Stated task:
Reproduce the rows starting at the line containing "Given the image above, find the yellow patterned cup" and ending at the line containing "2,156 -> 299,180", both lines included, and nothing else. Scale every bounding-box coordinate in the outputs by 1.55, rounding to whole numbers with halves going up, and leave the requests and their sample coordinates unchanged.

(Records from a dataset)
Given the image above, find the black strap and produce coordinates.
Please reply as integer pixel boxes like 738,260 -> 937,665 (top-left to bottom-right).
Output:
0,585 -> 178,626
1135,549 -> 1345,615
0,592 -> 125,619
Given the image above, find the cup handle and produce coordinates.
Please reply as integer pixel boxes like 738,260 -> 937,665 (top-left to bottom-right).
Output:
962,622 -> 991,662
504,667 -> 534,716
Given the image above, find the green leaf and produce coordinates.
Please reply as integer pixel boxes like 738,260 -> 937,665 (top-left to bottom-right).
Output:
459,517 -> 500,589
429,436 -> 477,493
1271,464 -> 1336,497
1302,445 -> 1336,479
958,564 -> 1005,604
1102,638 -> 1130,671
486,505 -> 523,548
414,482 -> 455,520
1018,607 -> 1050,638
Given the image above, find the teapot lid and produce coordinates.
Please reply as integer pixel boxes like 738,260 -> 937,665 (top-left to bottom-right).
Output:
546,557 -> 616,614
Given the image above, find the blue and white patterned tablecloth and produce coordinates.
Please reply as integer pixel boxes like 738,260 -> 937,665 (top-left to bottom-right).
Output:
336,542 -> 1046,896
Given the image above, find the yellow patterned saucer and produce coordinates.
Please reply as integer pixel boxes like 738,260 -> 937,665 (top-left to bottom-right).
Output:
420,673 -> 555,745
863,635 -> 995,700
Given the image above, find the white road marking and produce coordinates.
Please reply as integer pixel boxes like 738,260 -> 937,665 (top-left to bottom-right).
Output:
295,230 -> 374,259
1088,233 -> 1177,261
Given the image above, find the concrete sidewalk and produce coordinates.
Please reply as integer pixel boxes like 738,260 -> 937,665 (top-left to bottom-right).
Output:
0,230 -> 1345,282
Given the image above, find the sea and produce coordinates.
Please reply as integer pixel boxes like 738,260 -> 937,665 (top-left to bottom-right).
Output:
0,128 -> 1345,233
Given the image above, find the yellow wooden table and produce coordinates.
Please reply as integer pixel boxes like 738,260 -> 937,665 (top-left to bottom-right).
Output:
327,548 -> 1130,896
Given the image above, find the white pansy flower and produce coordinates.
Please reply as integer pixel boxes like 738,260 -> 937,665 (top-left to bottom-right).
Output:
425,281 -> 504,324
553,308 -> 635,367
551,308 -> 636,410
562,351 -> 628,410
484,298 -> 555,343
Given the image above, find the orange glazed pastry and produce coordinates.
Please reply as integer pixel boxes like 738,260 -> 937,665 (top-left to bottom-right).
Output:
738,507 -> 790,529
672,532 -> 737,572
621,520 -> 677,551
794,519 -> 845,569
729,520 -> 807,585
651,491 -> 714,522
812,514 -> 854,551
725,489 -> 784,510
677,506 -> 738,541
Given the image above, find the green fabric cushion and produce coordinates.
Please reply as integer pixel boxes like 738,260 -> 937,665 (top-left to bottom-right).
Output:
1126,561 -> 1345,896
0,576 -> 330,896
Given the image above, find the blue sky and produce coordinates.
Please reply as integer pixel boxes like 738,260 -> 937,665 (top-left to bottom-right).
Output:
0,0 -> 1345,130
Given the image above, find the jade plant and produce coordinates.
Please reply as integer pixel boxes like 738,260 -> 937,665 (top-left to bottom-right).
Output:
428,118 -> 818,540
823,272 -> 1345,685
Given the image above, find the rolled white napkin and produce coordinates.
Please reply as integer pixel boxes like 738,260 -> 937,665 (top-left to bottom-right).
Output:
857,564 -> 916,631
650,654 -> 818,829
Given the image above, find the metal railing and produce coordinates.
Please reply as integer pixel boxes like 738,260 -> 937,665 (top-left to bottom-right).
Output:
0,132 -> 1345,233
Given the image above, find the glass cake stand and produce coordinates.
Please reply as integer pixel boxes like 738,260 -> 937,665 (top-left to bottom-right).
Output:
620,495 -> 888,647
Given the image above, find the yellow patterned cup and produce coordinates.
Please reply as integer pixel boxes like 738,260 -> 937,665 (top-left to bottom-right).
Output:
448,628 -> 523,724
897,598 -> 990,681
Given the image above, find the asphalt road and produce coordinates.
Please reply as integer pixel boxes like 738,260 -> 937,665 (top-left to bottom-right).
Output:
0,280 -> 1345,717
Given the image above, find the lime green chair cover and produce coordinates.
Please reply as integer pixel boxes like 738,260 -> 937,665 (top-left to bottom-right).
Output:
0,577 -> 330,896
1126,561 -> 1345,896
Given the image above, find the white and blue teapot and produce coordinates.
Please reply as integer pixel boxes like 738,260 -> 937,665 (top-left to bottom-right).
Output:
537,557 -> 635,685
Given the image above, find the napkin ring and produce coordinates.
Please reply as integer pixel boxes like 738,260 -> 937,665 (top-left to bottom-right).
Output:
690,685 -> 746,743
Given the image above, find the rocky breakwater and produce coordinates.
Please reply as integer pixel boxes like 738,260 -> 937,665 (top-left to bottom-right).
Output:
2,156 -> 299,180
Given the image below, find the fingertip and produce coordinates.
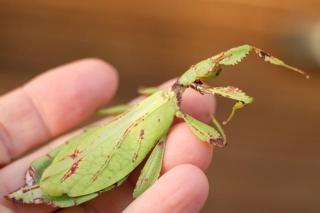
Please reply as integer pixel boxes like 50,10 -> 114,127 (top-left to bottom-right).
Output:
125,164 -> 209,212
23,58 -> 118,135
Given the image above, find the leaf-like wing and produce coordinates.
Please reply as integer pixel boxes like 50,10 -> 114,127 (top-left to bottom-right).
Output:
40,91 -> 176,197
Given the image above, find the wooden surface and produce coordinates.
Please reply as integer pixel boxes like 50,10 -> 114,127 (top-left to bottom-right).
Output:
0,0 -> 320,213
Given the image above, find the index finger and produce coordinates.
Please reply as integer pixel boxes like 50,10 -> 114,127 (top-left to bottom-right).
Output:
0,59 -> 118,166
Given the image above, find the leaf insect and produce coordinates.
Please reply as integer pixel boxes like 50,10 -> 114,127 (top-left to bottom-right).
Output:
7,45 -> 308,208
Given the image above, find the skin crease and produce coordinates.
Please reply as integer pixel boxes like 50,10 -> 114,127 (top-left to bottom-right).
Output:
0,59 -> 215,212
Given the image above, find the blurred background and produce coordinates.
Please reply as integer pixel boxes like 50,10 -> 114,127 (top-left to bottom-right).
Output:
0,0 -> 320,213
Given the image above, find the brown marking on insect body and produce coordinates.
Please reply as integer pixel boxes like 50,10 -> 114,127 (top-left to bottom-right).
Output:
32,197 -> 44,204
6,196 -> 25,204
22,185 -> 40,193
131,152 -> 138,163
69,149 -> 80,160
46,153 -> 53,160
61,159 -> 82,182
254,48 -> 272,59
209,138 -> 225,148
24,166 -> 36,186
139,129 -> 144,140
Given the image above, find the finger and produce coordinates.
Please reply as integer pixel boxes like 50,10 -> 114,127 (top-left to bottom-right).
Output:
0,59 -> 117,166
124,164 -> 209,213
0,76 -> 214,210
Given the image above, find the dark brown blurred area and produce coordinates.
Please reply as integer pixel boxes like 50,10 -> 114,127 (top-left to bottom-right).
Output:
0,0 -> 320,213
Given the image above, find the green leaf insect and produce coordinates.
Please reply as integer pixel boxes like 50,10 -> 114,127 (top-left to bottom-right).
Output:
7,45 -> 308,208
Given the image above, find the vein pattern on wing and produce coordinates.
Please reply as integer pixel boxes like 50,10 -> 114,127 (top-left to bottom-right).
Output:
40,91 -> 176,197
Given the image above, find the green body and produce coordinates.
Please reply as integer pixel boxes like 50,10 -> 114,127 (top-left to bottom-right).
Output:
8,45 -> 308,207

Result below:
Given the image above, find the yellow patterned cup and produce coordinates.
Please reply as integer pixel boxes like 738,260 -> 937,665 (top-left to bottom-right).
Output:
694,973 -> 811,1122
1390,927 -> 1535,1056
Given the image above, find the asphalt road and produce coordinates.
Please reply as integer pixel boxes like 738,260 -> 937,665 (top-left to bottom-right).
Output:
0,434 -> 2085,1111
Given the image above, find the lime green chair cover and produce coordinates.
Please reply as integer pixel boxes like 738,260 -> 937,665 (top-left to bottom-right).
Output:
0,894 -> 512,1389
1745,870 -> 2085,1389
Given the image above, find the white and blue teapot and produce coordinates.
Please reply as integer pixel boxes like 738,260 -> 937,665 (top-left to bottom-right).
Output:
832,863 -> 984,1062
Given the image above, find the napkin ring and produce coordinates.
Please reply as integer pixel boxes like 738,260 -> 937,665 (top-left to bottom-right).
Output:
1070,1062 -> 1156,1152
Given the image above, find the rocky breakwater and produce coordinates.
Please reply as integer pixel boxes like 738,260 -> 937,665 (top-left to bottom-right).
Output:
3,242 -> 463,279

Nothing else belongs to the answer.